Brano da leggere =>
»»

S.T.F. Studio di Terapia Familiare
Studio privato di Psicologia e Psicoterapia
Individuo - Coppia - Famiglia
S.T.F. Studio di Terapia Familiare di Patrizia Valenti n° Partita Iva 03194561209
GENITORIALITA'
Non esiste una scuola per diventare genitori, però ...
Si sa, non esistono "scuole" che ti insegnino a diventare genitore. Nessuno prende un diploma nè una laurea. Anche i migliori corsi di formazione in scienze dell'educazione o in psicologia non fanno di te un genitore perfetto. Beh, ma allora aiutamoci! Magari con qualche piccolo trucco ...
Genitorialità: essere e sentirsi genitore
Regola n 1: I genitori di oggi sono i figli di ieri.
Con questo non voglio sottolineare o imporre una dimensione deterministica, per cui se un individuo ha avuto un'infanzia traumatica sicuramente la riproporrà al proprio figlio (per fortuna, le persone cambiano nel tempo - teoria dell'attaccamento secondo Patricia Crittenden), però è statisticamente molto probabile che si ripresentino i nostri "fantasmi del passato".
Diventare genitore significa non solo prendere consapevolezza di un ruolo che ci apparterrà per tutta la vita, ma anche fare i conti con le nostre figure genitoriali interiorizzate.
Come sono stati i nostri genitori? Che tipo di rapporto avevamo con loro? Cosa ci dava più fastidio di loro? Cosa non vorremmo assolutamente trasmettere ai nostri figli delle cose apprese? (tanto lo faremo ugualmente, probabilmente) e cosa invece vorremmo dare? (qualcosa di buono lo avranno fatto...)
Un esercizio utile, per quanto complicato e macchinoso all'inizio (richiede un grande sforzo mentale) è quello di domandarci di tanto in tanto in rapporto a nostro figlio: "Per chi lo sto facendo?".
Mi spiego meglio.
E' chiaro che se il bambino si diverte a dar fuoco a casa, è normale sgridarlo e dirgli che quello non è chiaramente un comportamento adeguato. Quando invece lo sgridiamo perchè -per esempio- sta giocando in un modo a noi poco congeniale, chiediamoci perchè lo stiamo sgridando. Cosa ci risuona dentro? Ci sgridavano da bambini per lo stesso motivo? Quanto la sua azione deve essere corretta per riparare antiche ferite interiorizzate e mai veramente rimarginate?
Questo esercizio vi aiuterà a capire meglio i nostri "confini mentali" rispetto agli altri: dove inizio io come genitore e dove finisce l'immagine di genitore interiorizzata, dove inizia mio figlio e dove finisce il figlio idealizzato che vorrei o dovrei avere/dare.

««

Consegne =>
1. Aggiorna il passo del brano sulla genitorialità che comincia con le parole contenenti "Mi spiego meglio." e termina con "o dovrei avere/dare.", mettendo "guarite" al posto di "rimarginate".
2. Porta avanti il brano sulla genitorialità a partire dalla sua ultima frase.
Le voci riportate più avanti costituiscono materiale a sé, distinto dal brano.

Dati registrati =>
»»

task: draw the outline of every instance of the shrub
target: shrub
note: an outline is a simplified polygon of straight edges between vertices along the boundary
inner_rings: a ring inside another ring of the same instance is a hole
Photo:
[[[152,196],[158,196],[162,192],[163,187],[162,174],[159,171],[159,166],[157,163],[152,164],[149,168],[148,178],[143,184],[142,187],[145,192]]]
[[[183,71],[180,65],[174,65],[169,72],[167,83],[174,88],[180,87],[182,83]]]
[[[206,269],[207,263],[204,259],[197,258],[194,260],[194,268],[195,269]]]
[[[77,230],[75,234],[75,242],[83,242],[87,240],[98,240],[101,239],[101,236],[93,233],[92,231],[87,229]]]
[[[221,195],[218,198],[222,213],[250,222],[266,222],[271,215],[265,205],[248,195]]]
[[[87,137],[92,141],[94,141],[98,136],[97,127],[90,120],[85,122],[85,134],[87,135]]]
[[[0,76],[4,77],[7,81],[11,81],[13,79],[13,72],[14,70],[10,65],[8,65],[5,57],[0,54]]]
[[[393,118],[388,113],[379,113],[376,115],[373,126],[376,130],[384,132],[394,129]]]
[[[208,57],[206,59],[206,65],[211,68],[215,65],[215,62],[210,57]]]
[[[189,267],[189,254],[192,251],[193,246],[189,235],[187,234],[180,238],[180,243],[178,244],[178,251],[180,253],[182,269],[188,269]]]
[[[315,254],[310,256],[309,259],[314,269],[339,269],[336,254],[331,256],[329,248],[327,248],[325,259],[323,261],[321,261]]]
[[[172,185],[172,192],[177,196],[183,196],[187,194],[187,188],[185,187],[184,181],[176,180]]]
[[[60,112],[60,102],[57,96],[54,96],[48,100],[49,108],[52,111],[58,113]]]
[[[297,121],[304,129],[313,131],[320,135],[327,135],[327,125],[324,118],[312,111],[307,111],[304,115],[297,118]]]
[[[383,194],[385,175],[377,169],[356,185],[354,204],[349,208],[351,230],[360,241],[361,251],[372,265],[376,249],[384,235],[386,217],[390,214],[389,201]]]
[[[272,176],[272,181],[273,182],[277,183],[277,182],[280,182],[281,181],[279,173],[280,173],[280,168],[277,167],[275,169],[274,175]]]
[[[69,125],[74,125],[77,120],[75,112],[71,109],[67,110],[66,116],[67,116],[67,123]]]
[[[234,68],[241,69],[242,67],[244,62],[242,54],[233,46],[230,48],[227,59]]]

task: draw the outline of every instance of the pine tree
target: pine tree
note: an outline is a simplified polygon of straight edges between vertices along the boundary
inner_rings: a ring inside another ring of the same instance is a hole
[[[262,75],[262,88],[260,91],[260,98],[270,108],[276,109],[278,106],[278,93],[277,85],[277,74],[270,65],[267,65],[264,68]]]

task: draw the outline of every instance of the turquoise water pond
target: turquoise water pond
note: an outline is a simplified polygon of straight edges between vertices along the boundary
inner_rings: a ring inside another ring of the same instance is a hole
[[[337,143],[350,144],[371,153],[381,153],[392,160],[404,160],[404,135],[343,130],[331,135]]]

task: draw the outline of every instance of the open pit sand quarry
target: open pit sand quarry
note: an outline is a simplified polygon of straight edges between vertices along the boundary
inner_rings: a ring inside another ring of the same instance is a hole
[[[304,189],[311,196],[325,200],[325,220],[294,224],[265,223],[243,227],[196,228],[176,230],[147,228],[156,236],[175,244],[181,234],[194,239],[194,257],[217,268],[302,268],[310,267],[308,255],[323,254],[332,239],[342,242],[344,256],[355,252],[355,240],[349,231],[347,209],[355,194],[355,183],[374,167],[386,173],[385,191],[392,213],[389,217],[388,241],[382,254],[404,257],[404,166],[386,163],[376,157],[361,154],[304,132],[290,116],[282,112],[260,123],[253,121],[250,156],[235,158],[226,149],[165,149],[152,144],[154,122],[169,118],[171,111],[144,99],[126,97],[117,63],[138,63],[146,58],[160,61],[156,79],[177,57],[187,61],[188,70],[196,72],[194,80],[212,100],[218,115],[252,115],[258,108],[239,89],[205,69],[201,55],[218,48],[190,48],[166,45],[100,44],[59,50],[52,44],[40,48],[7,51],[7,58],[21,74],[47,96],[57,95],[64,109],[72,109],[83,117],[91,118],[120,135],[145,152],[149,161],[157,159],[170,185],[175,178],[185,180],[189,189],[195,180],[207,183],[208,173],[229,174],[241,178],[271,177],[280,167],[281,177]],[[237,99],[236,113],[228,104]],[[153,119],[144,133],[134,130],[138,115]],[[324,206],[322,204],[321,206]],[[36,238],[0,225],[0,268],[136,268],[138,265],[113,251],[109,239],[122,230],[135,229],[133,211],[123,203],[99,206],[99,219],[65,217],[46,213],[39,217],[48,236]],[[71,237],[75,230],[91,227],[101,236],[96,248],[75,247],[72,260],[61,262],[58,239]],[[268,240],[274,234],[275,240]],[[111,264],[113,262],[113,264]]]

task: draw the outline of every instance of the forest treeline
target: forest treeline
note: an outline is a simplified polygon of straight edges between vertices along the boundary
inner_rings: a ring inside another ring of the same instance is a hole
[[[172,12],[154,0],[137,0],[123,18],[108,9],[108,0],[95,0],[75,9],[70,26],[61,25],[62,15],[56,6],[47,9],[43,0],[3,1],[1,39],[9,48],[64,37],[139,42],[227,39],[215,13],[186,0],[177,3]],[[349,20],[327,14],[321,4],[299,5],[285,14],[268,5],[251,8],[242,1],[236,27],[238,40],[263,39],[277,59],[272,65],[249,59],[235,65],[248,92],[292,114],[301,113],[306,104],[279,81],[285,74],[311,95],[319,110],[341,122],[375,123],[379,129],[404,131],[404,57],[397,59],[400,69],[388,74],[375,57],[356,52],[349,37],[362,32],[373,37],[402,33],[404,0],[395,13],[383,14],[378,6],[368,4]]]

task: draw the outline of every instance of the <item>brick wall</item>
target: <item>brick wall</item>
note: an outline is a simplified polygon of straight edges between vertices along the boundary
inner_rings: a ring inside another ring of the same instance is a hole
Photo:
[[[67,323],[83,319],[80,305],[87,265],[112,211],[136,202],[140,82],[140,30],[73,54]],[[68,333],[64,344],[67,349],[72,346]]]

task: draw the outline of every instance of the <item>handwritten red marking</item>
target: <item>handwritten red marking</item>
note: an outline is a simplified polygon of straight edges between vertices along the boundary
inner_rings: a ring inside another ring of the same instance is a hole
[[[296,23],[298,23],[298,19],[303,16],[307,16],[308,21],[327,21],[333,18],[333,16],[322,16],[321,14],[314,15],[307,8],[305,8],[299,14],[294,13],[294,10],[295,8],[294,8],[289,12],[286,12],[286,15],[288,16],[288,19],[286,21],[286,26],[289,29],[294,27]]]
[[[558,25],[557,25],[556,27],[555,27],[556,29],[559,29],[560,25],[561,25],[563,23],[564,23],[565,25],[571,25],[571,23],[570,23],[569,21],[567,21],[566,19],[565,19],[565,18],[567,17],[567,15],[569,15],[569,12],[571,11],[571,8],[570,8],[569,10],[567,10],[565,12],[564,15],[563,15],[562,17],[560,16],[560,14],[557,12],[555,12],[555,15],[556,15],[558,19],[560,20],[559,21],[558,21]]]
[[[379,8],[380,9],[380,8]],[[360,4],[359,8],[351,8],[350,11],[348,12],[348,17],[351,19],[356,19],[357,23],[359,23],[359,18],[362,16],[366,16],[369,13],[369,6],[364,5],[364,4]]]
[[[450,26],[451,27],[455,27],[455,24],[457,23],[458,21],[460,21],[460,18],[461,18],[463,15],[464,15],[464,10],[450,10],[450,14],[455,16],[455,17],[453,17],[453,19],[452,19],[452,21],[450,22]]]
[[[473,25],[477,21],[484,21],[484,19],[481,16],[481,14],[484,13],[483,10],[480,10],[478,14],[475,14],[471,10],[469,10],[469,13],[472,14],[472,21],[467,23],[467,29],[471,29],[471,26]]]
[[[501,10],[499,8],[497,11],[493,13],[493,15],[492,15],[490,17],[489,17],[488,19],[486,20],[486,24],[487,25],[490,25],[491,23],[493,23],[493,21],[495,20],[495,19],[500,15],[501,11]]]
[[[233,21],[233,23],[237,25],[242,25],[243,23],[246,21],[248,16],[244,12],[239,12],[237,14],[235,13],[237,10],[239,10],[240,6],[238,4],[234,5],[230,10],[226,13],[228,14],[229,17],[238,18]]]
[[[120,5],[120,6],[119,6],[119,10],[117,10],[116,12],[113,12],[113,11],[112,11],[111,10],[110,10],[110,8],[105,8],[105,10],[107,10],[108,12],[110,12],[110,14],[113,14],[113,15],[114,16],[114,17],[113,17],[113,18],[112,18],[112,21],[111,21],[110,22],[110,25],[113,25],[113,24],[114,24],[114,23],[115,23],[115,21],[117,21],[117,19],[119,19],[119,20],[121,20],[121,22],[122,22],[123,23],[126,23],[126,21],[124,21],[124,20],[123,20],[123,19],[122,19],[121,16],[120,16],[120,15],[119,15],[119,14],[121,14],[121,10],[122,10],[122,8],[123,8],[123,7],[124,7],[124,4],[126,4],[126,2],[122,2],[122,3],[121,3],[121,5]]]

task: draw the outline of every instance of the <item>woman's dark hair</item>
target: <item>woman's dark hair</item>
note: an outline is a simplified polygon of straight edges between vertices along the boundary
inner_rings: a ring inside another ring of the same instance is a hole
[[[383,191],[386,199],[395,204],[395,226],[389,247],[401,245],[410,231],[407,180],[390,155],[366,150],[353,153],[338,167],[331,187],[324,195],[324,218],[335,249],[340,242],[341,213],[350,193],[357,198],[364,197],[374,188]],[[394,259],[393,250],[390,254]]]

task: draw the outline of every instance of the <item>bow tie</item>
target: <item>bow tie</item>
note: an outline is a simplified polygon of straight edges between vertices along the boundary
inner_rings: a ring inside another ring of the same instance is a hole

««

Risposte alle consegne =>
1.
Mi spiego meglio.
E' chiaro che se il bambino si diverte a dar fuoco a casa, è normale sgridarlo e dirgli che quello non è chiaramente un comportamento adeguato. Quando invece lo sgridiamo perchè -per esempio- sta giocando in un modo a noi poco congeniale, chiediamoci perchè lo stiamo sgridando. Cosa ci risuona dentro? Ci sgridavano da bambini per lo stesso motivo? Quanto la sua azione deve essere corretta per riparare antiche ferite interiorizzate e mai veramente guarite?
Questo esercizio vi aiuterà a capire meglio i nostri "confini mentali" rispetto agli altri: dove inizio io come genitore e dove finisce l'immagine di genitore interiorizzata, dove inizia mio figlio e dove finisce il figlio idealizzato che vorrei o dovrei avere/dare.

2.
Cosa vuol dire essere 'contenitivi' ?
Probabilmente, vi sarà capitato di leggere o sentir dire (soprattutto da noi psicologi) che è importante che il genitore assuma una funzione contenitiva per favorire un sano sviluppo psico-emotivo nel proprio figlio. Ma cosa significa?
L'immagine è chiaramente quella di un contenitore, perchè in parte è proprio quella la funzione che deve saper svolgere un genitore. In altre parole, egli dovrebbe imparare ad accogliere tutte le rabbie, le ansie, i pensieri angosciosi e tanto altro, trattenerle, elaborarle e restituirle al proprio figlio in maniera meno angosciosa e angosciante. E' una sorta di rielaborazione di emozioni troppo intense, a cui vengono attribuite parole e significati.
"Essere contenitivi" significa anche non reagire con agìti o comportamenti violenti o impulsivi alle continue provocazioni dei nostri figli che testano l'autorità, il limite oltre il quale non si può andare.
Come dare le regole ai propri figli ?
Prima regola: mai sottovalutare i bambini
Anche se piccoli, sono astuti e sanno leggere perfettamente i segnali della comunicazione non verbale dei propri genitori (sguardo, gesto, tono della voce, silenzio,...). Una piccola incertezza o un'esitazione momentanea da parte di un genitore diventano subito un varco d'accesso per i nostri piccoli protagonisti, per cui capiscono da chi andare per "chiedere" o "pretendere".
Il trucco sta nell'anticiapre le loro mosse. Genitori, discutete prima tra di voi come e dove mettere dei paletti ai vostri figli. L'effetto che otterrete sarà duplice e sorpendente: vostro figlio otterrà da entrambi la medesima risposta e vedrà una coppia genitoriale fare squadra a livello normativo. Inoltre, la sensazione che avrà dopo sarà di maggior contenimento.
Altra regola fondamentale: quando vi rivolgete a vostro figlio in assenza dell'altro genitore, parlate al plurale. Dire "NOI abbiamo pensato che ..." anzichè "IO ho pensato che ... " fa la sua bella differenza!
Dire NO (senza sentirsi in colpa)
Dire di No è possibile. Difficile da dire, ma possibile.
La domanda allora è: come si mettono i paletti ai propri figli senza trasformarsi in un Generale?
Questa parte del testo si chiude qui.